Objetivo de la tarea:
Responda, a partir del texto, las siguientes preguntas:
1. ¿En qué dos lugares algunas personas parecen recordar cómo integrar el tránsito público y sus propias piernas?
2. ¿En qué período se escribió Wanderlust?
3. ¿Sobre quién trata el libro de 2003 mencionado?
━━━ Texto
Y así como el clima se calienta y el petróleo se termina, esta recuperación va a ser muy importante, más importante quizá que el «combustible alternativo» y los otros modos de continuar degradándonos hacia la ruta motorizada en lugar de reclamar alternativas. En muchas ocasiones, estoy en desacuerdo con los que abogan por los peatones y los que van en bicicleta que creen que la infraestructura lo es todo; que si tú lo construyes, ellos vendrán. Yo creo que la mayoría de los seres humanos en las zonas industriales necesitan repensar el tiempo, el espacio y sus propios cuerpos antes de ser equipados para ser urbanos y peatones (o al menos no motorizados), como sus predecesores. Solo en lugares como Manhattan y Londres las personas —algunas personas— parecen recordar cómo integrar el tránsito público y sus propias piernas de manera efectiva, ética y a veces profundamente placentera a la hora de navegar en el terreno de su vida diaria.
Escribí Wanderlust a finales de los años noventa en un mundo ya polarizado, y lectores y críticos se quedaron desconcertados de que todo me lo tomara tan a pecho. Quizá fue el placer de leer sobre peregrinajes y paseos de prostitutas lo que les impidió enfadarse por las formas en las que este libro también resultaba polémico ante la industrialización, la privatización de tierras abiertas, la opresión y reclusión de las mujeres, los suburbios, la incorporeidad de la vida diaria y algunas otras cosas más. Este libro abrió un gran campo para mí que continúo explorando; en algunos aspectos, mi libro de 2003 sobre Eadweard Muybridge continuó mi investigación sobre la industrialización del tiempo y el espacio y la aceleración de la vida cotidiana que comenzó con Wanderlust; Hope in the Dark se adentró en el poder de los ciudadanos en las calles para cambiar el mundo; y A Field Guide to Getting Lost abundó en los usos de la dispersión y la incertidumbre. Estoy todavía caminando en el terreno de Wanderlust, que fue para mí un mapa del mundo, selectivo como todos los mapas pero extenso también.
━━━━━━
━━━ Conjunto de datos
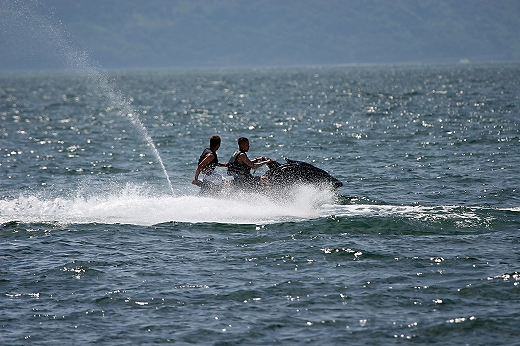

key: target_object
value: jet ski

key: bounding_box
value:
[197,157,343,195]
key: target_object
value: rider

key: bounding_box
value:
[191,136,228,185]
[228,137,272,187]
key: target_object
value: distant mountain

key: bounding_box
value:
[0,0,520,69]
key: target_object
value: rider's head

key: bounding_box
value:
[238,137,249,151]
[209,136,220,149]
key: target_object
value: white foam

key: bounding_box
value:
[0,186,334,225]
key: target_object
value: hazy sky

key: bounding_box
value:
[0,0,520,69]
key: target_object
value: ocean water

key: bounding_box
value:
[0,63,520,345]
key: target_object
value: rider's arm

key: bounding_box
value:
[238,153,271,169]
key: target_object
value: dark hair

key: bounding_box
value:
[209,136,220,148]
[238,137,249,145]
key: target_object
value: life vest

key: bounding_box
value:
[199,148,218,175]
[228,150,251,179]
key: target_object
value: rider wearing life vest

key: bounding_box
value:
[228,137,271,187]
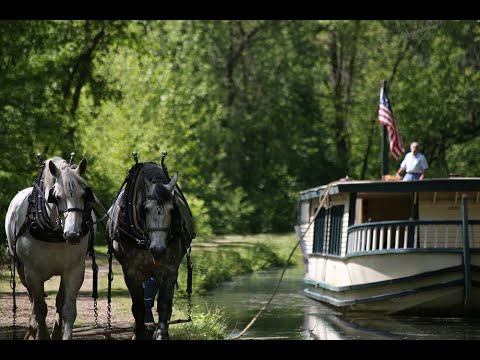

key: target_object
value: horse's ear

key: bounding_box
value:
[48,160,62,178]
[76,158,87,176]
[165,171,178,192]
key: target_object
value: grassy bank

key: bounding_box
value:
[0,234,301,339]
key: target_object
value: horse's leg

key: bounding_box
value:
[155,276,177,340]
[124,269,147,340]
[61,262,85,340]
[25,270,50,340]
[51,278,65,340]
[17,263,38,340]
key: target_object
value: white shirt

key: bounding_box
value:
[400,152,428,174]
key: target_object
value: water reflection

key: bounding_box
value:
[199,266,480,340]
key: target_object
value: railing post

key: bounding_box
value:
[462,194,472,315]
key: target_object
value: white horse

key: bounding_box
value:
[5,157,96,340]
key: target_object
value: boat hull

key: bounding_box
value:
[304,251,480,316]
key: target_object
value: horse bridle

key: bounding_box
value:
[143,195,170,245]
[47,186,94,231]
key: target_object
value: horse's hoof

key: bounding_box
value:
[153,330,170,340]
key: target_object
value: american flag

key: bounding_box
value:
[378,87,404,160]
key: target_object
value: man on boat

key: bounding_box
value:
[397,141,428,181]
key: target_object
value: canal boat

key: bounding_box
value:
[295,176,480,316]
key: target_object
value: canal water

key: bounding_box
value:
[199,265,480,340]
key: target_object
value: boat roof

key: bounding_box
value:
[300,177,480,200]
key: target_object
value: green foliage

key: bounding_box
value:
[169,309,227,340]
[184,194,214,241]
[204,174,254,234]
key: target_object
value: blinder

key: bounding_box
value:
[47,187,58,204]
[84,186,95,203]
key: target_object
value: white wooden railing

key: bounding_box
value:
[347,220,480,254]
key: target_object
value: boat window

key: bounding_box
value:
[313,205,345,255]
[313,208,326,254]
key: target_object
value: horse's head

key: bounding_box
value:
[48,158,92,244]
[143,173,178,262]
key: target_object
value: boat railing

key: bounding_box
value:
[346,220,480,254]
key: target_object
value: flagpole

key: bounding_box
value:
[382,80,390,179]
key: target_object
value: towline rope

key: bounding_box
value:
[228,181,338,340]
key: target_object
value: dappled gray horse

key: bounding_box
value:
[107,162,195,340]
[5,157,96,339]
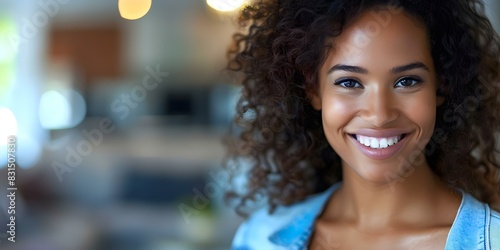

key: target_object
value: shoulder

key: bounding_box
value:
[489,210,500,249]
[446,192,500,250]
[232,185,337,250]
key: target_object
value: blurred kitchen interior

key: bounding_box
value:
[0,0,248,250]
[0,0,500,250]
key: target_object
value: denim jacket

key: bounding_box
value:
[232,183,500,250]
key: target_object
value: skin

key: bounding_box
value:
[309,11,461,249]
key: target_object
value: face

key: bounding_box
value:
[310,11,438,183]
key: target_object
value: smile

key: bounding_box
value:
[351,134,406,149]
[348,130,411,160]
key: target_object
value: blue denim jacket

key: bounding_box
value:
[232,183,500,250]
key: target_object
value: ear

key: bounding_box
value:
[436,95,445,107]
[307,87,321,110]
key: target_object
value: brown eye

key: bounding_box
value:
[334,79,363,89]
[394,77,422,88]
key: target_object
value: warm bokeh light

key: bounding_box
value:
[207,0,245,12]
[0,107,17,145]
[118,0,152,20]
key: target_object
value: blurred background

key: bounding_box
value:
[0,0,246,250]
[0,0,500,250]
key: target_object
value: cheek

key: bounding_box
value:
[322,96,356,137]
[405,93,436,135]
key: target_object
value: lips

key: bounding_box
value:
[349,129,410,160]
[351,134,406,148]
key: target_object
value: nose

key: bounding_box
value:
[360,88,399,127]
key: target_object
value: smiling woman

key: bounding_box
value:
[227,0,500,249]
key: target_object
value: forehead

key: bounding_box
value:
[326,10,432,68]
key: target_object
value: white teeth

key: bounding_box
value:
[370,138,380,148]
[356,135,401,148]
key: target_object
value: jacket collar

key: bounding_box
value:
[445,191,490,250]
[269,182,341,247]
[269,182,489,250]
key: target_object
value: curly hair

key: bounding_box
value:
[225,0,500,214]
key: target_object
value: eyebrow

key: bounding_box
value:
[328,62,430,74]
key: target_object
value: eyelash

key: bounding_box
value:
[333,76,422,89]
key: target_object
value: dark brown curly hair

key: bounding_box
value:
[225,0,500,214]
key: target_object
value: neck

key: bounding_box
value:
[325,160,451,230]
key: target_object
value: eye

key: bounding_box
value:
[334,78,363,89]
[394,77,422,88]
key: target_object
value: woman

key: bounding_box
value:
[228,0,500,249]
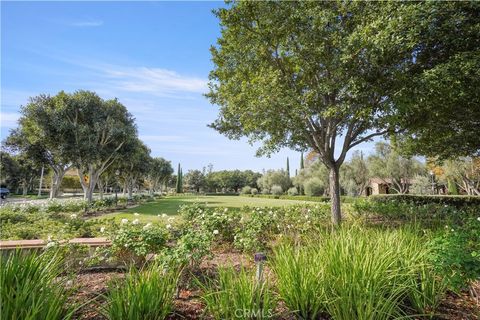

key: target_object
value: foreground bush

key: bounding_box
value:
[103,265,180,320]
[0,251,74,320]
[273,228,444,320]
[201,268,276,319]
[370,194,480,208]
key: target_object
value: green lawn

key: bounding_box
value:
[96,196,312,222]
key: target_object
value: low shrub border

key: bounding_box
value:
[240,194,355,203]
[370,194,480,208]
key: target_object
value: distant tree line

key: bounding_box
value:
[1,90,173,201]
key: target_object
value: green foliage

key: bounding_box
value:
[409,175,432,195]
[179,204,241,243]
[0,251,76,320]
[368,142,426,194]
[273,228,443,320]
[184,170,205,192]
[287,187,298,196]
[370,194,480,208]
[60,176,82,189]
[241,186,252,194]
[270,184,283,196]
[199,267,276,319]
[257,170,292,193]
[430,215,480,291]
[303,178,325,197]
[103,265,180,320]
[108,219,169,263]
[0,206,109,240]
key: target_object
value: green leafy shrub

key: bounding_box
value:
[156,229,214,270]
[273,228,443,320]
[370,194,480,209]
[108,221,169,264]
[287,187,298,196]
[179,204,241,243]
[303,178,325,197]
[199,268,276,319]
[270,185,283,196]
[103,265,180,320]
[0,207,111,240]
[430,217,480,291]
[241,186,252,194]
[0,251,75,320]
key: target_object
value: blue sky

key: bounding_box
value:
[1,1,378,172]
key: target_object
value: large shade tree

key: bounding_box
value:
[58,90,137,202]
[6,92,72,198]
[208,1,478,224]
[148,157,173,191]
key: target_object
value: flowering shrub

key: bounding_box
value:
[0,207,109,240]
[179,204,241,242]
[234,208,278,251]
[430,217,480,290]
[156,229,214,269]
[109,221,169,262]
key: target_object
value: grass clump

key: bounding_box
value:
━━━━━━
Respuesta al ejercicio:
1. En Manhattan y Londres.
2. A finales de los años noventa.
3. Sobre Eadweard Muybridge.